**GIVEN PROBLEM:** Recast the listing below as a Markdown table with the columns "Row" and "Line", numbering each non-blank line and skipping blank ones. Leave the pictures out.

**RECORDS:**
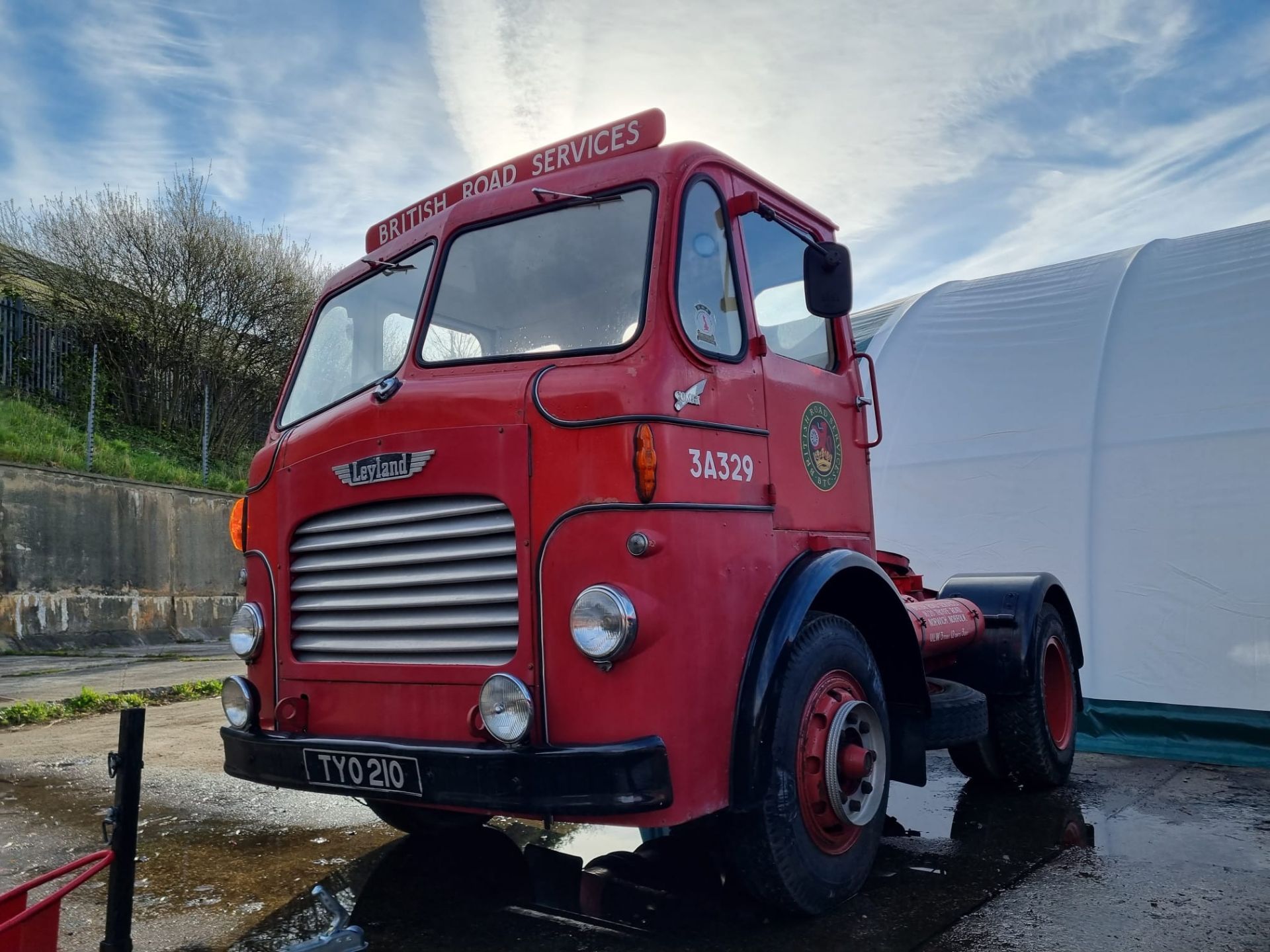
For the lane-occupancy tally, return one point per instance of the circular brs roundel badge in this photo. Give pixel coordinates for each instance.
(822, 447)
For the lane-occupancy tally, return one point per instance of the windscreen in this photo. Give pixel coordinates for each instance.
(360, 337)
(566, 280)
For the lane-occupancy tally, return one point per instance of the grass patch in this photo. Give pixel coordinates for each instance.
(91, 702)
(31, 433)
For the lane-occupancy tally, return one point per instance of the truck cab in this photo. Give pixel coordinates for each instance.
(566, 513)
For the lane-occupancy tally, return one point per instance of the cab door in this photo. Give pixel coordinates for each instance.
(818, 440)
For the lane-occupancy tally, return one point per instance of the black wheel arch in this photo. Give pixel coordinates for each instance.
(1002, 663)
(853, 586)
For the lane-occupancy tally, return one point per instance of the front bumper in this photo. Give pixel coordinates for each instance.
(603, 779)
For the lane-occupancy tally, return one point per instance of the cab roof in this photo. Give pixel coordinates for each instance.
(632, 145)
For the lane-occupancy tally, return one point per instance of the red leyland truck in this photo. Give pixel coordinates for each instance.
(566, 513)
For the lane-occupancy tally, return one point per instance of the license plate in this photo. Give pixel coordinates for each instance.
(364, 772)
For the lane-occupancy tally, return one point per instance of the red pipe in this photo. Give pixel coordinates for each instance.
(944, 625)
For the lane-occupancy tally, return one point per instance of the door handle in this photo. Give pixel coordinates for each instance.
(863, 401)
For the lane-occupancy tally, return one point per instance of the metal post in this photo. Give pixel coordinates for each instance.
(126, 767)
(207, 424)
(92, 412)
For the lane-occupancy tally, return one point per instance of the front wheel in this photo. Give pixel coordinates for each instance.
(812, 840)
(421, 820)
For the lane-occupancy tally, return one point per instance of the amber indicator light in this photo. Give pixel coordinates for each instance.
(238, 524)
(646, 463)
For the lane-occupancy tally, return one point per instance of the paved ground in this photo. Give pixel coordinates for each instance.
(58, 677)
(1133, 855)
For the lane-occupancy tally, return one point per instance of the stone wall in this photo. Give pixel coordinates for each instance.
(93, 560)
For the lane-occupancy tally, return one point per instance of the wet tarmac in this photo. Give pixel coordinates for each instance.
(1133, 855)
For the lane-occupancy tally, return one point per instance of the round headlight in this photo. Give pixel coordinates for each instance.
(506, 707)
(603, 622)
(238, 698)
(247, 630)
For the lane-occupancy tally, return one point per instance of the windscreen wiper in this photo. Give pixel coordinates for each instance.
(389, 267)
(542, 193)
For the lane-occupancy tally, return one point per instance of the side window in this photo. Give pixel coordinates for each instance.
(775, 259)
(706, 286)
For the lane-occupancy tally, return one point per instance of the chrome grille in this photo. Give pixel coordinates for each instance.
(408, 582)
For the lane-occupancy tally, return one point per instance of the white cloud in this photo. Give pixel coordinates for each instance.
(851, 106)
(1170, 182)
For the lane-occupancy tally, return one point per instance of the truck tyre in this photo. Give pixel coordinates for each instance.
(421, 820)
(1034, 733)
(959, 715)
(812, 840)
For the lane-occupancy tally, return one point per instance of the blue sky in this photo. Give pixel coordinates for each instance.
(949, 140)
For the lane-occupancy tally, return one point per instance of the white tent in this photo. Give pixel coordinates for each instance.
(1108, 420)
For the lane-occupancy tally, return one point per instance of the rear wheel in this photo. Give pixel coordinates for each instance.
(1034, 733)
(812, 840)
(421, 820)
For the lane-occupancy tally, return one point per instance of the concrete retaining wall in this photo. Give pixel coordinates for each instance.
(93, 560)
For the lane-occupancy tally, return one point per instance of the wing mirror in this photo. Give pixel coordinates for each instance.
(827, 278)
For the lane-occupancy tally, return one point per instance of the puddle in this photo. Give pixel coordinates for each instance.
(578, 887)
(235, 885)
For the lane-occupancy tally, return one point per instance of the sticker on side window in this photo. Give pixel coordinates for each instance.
(705, 324)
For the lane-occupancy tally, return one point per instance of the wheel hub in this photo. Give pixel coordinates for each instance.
(1058, 692)
(842, 763)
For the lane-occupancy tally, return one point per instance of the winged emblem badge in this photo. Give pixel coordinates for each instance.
(382, 467)
(693, 395)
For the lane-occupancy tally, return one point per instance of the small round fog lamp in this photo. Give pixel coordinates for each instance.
(238, 698)
(506, 707)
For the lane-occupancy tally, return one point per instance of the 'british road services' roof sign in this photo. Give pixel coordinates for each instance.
(644, 130)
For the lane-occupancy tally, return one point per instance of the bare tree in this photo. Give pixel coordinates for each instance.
(177, 292)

**TASK OUTPUT:**
| Row | Line |
|---|---|
| 1 | For the lane-occupancy tally, return one point per instance of the circular brs roundel badge in this photo. Give pixel coordinates for each instance. |
| 2 | (822, 447) |
| 3 | For the lane-occupancy tally, return one point per instance of the windscreen in this photo. Give pixel coordinates for each instance. |
| 4 | (360, 337) |
| 5 | (566, 280) |
| 6 | For the lane-occupancy tally, return one point per instance of the grass patch in this photo. Give pixel coordinates for each instance. |
| 7 | (91, 702) |
| 8 | (31, 433) |
| 9 | For the lane-occupancy tally, return one point per instance of the truck cab in this photo. Give pixel coordinates for each instance. |
| 10 | (566, 513) |
| 11 | For the lane-occupancy tally, return one point per instance of the cab door in this photo. Give pixel coordinates for each instance. |
| 12 | (818, 440) |
| 13 | For the lane-occupancy tally, return one point per instance of the black wheel arch in this photo. Give pixel coordinates for each instance. |
| 14 | (1002, 663) |
| 15 | (853, 586) |
| 16 | For the lane-occupancy tally, return one point per instance of the front bumper in this photo. Give pixel coordinates for each instance. |
| 17 | (603, 779) |
| 18 | For the lane-occupancy tally, return one point per instance of the cab roof in this photo. Give pixel coordinates for each instance. |
| 19 | (632, 145) |
| 20 | For the lane-occupancy tally, return one point per instance of the red leyland truck in this photo. Give pixel coordinates for each instance. |
| 21 | (566, 513) |
| 22 | For the lane-occupancy tally, return one point per instance of the license plate in this photo. Give pixel coordinates for each instance. |
| 23 | (364, 772) |
| 24 | For the lane-occupancy tally, return one point per instance of the red pipe in this photo. Give pixel coordinates for each instance. |
| 25 | (944, 625) |
| 26 | For the lane-occupancy tally, return one point per instance of the door handle in this photo. Give pixel coordinates for each instance. |
| 27 | (863, 401) |
| 28 | For the lane-occupancy tally, return one point per instance of the metal post in this photo. Give pixel coordinates for each instance. |
| 29 | (126, 767) |
| 30 | (207, 424) |
| 31 | (92, 412) |
| 32 | For the lane-occupancy tally, return one point per instance of the front wheel in this photo. Give pixel coordinates for each instance. |
| 33 | (812, 840) |
| 34 | (421, 820) |
| 35 | For the lane-occupancy tally, return one point per instance of the amber indicator light in this photo. Give pixel coordinates for each instance. |
| 36 | (238, 524) |
| 37 | (646, 463) |
| 38 | For the lane-occupancy tally, return one point per instance of the paved ground in this photo. Give pixel coordinates for each instance. |
| 39 | (58, 677) |
| 40 | (1133, 855) |
| 41 | For the lane-occupancy tally, return one point per instance of the stone wall in this photo. Give pixel coordinates for each instance. |
| 42 | (93, 560) |
| 43 | For the lane-occupancy tally, return one point per instance of the wet tarmac in this photo. Give pixel coordinates for each instance. |
| 44 | (1133, 855) |
| 45 | For the lane-occupancy tally, return one point per instance of the round headlight in this photo. Give pixel coordinates for each instance. |
| 46 | (506, 707) |
| 47 | (603, 622) |
| 48 | (238, 698) |
| 49 | (247, 630) |
| 50 | For the lane-occupancy tally, return one point per instance of the windscreen wiper in this photo. Give pixel coordinates for each instance. |
| 51 | (389, 267) |
| 52 | (542, 193) |
| 53 | For the lane-occupancy tally, return one point per instance of the side window in this photo. Give pixel coordinates for each instance. |
| 54 | (775, 259) |
| 55 | (706, 286) |
| 56 | For the lane-occupancy tally, return one point per instance of the chrome grille in this photo. Give pixel coordinates for each instance. |
| 57 | (408, 582) |
| 58 | For the lane-occupancy tally, return one point per instance of the white cloud in this photo. Give pixel coordinates for each instance. |
| 59 | (851, 106) |
| 60 | (1170, 182) |
| 61 | For the lane-occupancy tally, return one point per instance of the truck tyre in this photo. Give pixel coordinates for each instance. |
| 62 | (421, 820) |
| 63 | (1034, 733) |
| 64 | (959, 715) |
| 65 | (812, 840) |
| 66 | For the lane-occupancy tally, return one point per instance of the blue sky in this photo. Give pixel coordinates for each instance. |
| 67 | (949, 140) |
| 68 | For the lane-occupancy tally, return one point per instance of the white tent in this photo. Give pixel coordinates for each instance. |
| 69 | (1108, 420) |
| 70 | For the lane-occupancy tally, return one point per instance of the rear wheel in this photo. Give pixel coordinates for each instance. |
| 71 | (1034, 733) |
| 72 | (812, 840) |
| 73 | (421, 820) |
| 74 | For the lane-occupancy tally, return one point per instance of the concrete retaining wall in this photo. Give pixel coordinates for each instance. |
| 75 | (93, 560) |
| 76 | For the lane-occupancy tally, return one point per instance of the wing mirror in this photo. Give pixel coordinates for each instance. |
| 77 | (827, 278) |
| 78 | For the lane-occupancy tally, return one point per instance of the puddle in this photo. Give pixel coordinates for each instance. |
| 79 | (578, 887) |
| 80 | (235, 885) |
| 81 | For the lane-occupancy tally, return one point per instance of the sticker on side window in this photo. Give pixel coordinates for each instance. |
| 82 | (705, 324) |
| 83 | For the lane-occupancy tally, return one point per instance of the wheel hub in this photo. Give pixel coordinates for each instance. |
| 84 | (1058, 692) |
| 85 | (842, 763) |
| 86 | For the lane-occupancy tally, return one point per instance of the winged emblem badge in this photo. Give pixel coordinates for each instance. |
| 87 | (382, 467) |
| 88 | (693, 395) |
| 89 | For the lane-occupancy tally, return one point per instance of the small round fog lamp in this photo. Give pixel coordinates for each instance. |
| 90 | (238, 698) |
| 91 | (506, 707) |
| 92 | For the lane-occupancy tally, return one point per instance of the 'british road services' roof sign in this photo. Give pixel coordinates for each instance. |
| 93 | (644, 130) |
| 94 | For the lane-occupancy tally, return one point per instance of the bare tree in this photo. Give pixel coordinates for each instance. |
| 95 | (177, 292) |